GOAL OF THE EXERCISE — Swap "instance" for "occurrence" everywhere it appears in the rows below, and write the rows out again with nothing else changed.

WORKING DATA —
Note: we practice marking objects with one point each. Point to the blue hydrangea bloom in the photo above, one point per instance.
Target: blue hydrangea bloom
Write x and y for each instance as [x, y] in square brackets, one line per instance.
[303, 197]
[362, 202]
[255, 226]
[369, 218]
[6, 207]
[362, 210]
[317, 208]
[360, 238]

RESULT —
Note: we practice marking objects with one point each. Point to the blue hydrangea bloom in the photo above, one point per occurrence.
Target: blue hydrangea bloom
Write x and y for each occurrence as [x, y] in square brackets, one line per occurrence.
[303, 197]
[362, 202]
[255, 226]
[369, 218]
[6, 207]
[362, 210]
[317, 208]
[360, 238]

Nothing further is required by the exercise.